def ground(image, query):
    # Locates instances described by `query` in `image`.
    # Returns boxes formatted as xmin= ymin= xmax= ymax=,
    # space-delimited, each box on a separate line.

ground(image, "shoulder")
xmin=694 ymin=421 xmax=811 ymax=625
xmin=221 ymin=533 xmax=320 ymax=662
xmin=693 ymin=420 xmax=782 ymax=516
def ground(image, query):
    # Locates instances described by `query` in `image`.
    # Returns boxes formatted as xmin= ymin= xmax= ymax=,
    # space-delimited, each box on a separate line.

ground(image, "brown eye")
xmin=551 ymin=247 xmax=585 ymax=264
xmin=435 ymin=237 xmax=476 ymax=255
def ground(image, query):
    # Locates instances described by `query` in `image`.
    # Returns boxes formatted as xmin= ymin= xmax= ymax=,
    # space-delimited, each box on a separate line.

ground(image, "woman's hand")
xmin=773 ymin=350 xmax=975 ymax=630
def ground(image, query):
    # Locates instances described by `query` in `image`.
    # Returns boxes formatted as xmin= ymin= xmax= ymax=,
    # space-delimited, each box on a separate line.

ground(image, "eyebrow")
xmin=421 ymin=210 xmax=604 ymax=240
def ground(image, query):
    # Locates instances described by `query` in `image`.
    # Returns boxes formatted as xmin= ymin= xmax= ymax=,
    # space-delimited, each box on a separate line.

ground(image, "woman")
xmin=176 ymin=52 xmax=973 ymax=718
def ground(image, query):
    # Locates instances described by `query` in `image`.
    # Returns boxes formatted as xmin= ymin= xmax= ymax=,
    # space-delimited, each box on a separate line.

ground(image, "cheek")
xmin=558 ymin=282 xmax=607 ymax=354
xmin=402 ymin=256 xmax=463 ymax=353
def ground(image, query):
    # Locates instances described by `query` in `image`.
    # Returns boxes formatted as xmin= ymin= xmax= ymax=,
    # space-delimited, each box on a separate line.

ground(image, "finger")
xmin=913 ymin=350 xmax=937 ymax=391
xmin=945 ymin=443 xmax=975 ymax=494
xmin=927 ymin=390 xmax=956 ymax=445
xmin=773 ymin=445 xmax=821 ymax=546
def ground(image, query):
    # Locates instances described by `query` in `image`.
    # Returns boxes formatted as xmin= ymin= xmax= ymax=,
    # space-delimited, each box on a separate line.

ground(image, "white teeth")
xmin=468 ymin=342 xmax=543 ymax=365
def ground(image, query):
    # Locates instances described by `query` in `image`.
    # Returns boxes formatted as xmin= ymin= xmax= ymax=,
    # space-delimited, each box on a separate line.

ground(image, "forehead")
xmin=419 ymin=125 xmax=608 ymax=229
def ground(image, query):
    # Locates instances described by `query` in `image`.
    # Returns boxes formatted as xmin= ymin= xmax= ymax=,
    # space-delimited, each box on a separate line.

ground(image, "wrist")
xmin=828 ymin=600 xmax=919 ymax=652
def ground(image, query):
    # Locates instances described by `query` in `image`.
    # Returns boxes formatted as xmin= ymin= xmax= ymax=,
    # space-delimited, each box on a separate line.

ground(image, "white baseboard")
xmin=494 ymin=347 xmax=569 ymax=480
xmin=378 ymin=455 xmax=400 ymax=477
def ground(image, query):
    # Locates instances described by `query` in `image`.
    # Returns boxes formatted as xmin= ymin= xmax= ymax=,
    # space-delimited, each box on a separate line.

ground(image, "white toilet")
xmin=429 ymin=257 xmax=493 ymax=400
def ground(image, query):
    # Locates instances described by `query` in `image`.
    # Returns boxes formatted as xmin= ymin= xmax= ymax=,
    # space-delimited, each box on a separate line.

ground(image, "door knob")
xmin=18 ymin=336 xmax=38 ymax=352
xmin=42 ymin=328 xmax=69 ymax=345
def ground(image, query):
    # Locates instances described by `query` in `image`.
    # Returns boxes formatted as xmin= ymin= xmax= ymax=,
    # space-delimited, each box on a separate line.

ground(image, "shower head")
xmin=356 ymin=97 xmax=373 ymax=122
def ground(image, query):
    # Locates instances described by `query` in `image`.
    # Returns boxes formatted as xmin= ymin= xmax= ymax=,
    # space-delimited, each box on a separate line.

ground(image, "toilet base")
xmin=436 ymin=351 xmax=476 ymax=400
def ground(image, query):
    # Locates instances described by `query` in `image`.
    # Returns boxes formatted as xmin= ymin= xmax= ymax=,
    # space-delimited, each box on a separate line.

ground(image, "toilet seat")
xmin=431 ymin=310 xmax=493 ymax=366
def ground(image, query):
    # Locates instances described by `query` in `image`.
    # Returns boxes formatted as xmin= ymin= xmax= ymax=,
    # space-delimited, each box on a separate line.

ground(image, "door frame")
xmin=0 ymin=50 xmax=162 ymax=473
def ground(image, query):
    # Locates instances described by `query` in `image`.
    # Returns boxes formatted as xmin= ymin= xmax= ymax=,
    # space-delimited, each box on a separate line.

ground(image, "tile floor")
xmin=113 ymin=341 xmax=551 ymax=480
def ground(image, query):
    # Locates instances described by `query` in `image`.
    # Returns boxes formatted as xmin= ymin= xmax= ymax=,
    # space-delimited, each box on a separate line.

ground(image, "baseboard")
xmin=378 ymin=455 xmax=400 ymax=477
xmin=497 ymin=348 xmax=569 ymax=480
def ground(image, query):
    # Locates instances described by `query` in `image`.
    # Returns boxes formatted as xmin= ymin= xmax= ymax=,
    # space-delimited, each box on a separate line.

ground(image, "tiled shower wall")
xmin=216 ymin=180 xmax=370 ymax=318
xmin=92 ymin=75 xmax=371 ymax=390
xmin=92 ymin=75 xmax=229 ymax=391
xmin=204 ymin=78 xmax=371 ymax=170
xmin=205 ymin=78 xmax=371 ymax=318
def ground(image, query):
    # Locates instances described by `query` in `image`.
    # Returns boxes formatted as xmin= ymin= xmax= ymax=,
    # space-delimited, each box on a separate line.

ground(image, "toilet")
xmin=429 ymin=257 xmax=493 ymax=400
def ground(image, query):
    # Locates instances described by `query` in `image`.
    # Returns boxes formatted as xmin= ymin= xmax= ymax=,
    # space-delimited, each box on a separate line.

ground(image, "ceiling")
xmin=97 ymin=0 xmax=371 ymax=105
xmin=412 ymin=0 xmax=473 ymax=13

→ **TASK BRIEF**
Copy all of the records above verbatim, from the first line through the last.

→ **EXPECTED ANSWER**
def ground(image, query):
    # Locates instances described by `query` in `image`.
    # Returns boxes formatted as xmin= ymin= xmax= ymax=,
    # space-delimited, each box on a separate line.

ground(image, "shoulder")
xmin=694 ymin=421 xmax=811 ymax=625
xmin=221 ymin=533 xmax=320 ymax=662
xmin=693 ymin=420 xmax=782 ymax=516
def ground(image, query):
    # Locates instances described by `query` in `image`.
    # Returns boxes formatted as xmin= ymin= xmax= ymax=,
    # space-delimited, each box on a separate line.

ground(image, "brown eye")
xmin=551 ymin=247 xmax=585 ymax=264
xmin=435 ymin=237 xmax=476 ymax=255
def ground(image, query):
    # Locates instances described by `query` in `image`.
    # Returns boxes formatted as xmin= ymin= xmax= ymax=,
    # space-delimited, each box on a separate line.

ground(image, "woman's hand")
xmin=773 ymin=350 xmax=975 ymax=630
def ground(image, query):
    # Locates instances described by `query` in `image`.
    # Returns boxes formatted as xmin= ymin= xmax= ymax=,
    # space-delimited, each box on a separate line.

ground(image, "eyebrow")
xmin=421 ymin=210 xmax=604 ymax=240
def ground(image, query):
    # Locates instances described by `query` in `image`.
    # Returns boxes formatted as xmin= ymin= xmax= ymax=,
    # space-delimited, each box on a separate line.

ground(image, "woman")
xmin=176 ymin=52 xmax=973 ymax=718
def ground(image, query):
    # Locates instances described by `query` in `image`.
    # Returns boxes formatted as xmin= ymin= xmax= ymax=,
    # space-delimited, each box on a separate line.

ground(image, "cheek")
xmin=558 ymin=282 xmax=607 ymax=354
xmin=402 ymin=256 xmax=463 ymax=353
def ground(image, query):
    # Locates instances described by `query` in `image`.
    # Returns boxes formatted as xmin= ymin= xmax= ymax=,
    # space-delimited, each box on a separate line.

ground(image, "finger")
xmin=913 ymin=350 xmax=937 ymax=391
xmin=945 ymin=443 xmax=975 ymax=494
xmin=927 ymin=390 xmax=956 ymax=445
xmin=773 ymin=445 xmax=821 ymax=546
def ground(image, query):
    # Locates instances described by `query` in `image`.
    # Returns boxes formatted as xmin= ymin= xmax= ymax=,
    # space-delimited, each box on a separate line.

ground(image, "white teeth")
xmin=468 ymin=342 xmax=543 ymax=365
def ground(image, query):
    # Locates instances described by `query` in `image`.
    # Returns boxes formatted as xmin= ymin= xmax= ymax=,
    # space-delimited, each box on a separate line.

ground(image, "forehead")
xmin=419 ymin=125 xmax=608 ymax=229
def ground(image, query):
    # Locates instances described by `query` in `image`.
    # Returns boxes formatted as xmin= ymin= xmax= ymax=,
    # space-delimited, each box on a separate line.

ground(image, "wrist")
xmin=828 ymin=600 xmax=919 ymax=652
def ground(image, query):
    # Locates instances described by `query` in `image`.
    # Returns boxes formatted as xmin= ymin= xmax= ymax=,
    # space-delimited, each box on a separate line.

ground(image, "white baseboard")
xmin=494 ymin=347 xmax=569 ymax=480
xmin=378 ymin=455 xmax=400 ymax=477
def ground(image, query):
    # Locates instances described by `query` in `image`.
    # Returns boxes formatted as xmin= ymin= xmax= ymax=,
    # space-delimited, each box on a separate line.

ground(image, "white toilet")
xmin=429 ymin=257 xmax=493 ymax=400
def ground(image, query):
    # Locates instances described by `query` in `image`.
    # Returns boxes formatted as xmin= ymin= xmax= ymax=,
    # space-delimited, each box on a separate line.

ground(image, "door knob")
xmin=18 ymin=336 xmax=38 ymax=352
xmin=42 ymin=328 xmax=69 ymax=345
def ground(image, query):
    # Locates instances described by `query` in `image`.
    # Returns boxes formatted as xmin= ymin= xmax= ymax=,
    # space-delimited, each box on a separate line.

ground(image, "shower head")
xmin=356 ymin=97 xmax=373 ymax=122
def ground(image, query):
    # Locates instances described by `query` in `image`.
    # Returns boxes formatted as xmin= ymin= xmax= ymax=,
    # space-delimited, each box on a separate line.

ground(image, "toilet base")
xmin=436 ymin=351 xmax=476 ymax=400
def ground(image, query):
    # Locates instances described by `query` in `image`.
    # Returns boxes formatted as xmin= ymin= xmax= ymax=,
    # space-delimited, each box on a separate line.

ground(image, "toilet seat")
xmin=431 ymin=310 xmax=493 ymax=366
def ground(image, query):
    # Locates instances described by `query` in `image`.
    # Returns boxes formatted as xmin= ymin= xmax= ymax=,
    # space-delimited, each box on a separate line.

ground(image, "door frame")
xmin=0 ymin=50 xmax=162 ymax=473
def ground(image, query):
    # Locates instances described by `query` in `image`.
    # Returns boxes formatted as xmin= ymin= xmax= ymax=,
    # space-delimited, each box on a separate line.

ground(image, "tile floor")
xmin=113 ymin=341 xmax=551 ymax=480
def ground(image, query):
    # Locates instances described by `query` in `image`.
    # Returns boxes formatted as xmin= ymin= xmax= ymax=,
    # space-delimited, each box on a separate line.

ground(image, "baseboard")
xmin=378 ymin=455 xmax=400 ymax=477
xmin=497 ymin=348 xmax=569 ymax=480
def ground(image, query):
    # Locates instances described by `query` in `image`.
    # Returns boxes formatted as xmin= ymin= xmax= ymax=,
    # space-delimited, each box on a separate line.

ground(image, "tiled shower wall")
xmin=216 ymin=180 xmax=370 ymax=318
xmin=92 ymin=75 xmax=371 ymax=390
xmin=92 ymin=75 xmax=229 ymax=391
xmin=204 ymin=78 xmax=371 ymax=170
xmin=205 ymin=78 xmax=371 ymax=318
def ground(image, query):
    # Locates instances described by `query` in `image`.
    # Returns boxes formatted as xmin= ymin= xmax= ymax=,
    # space-delimited, each box on a separate line.

ground(image, "toilet")
xmin=429 ymin=257 xmax=493 ymax=400
def ground(image, query):
    # Locates instances described by `query` in `image`.
    # Returns boxes formatted as xmin= ymin= xmax= ymax=,
    # space-delimited, each box on a separate line.

ground(image, "ceiling")
xmin=97 ymin=0 xmax=371 ymax=105
xmin=412 ymin=0 xmax=473 ymax=13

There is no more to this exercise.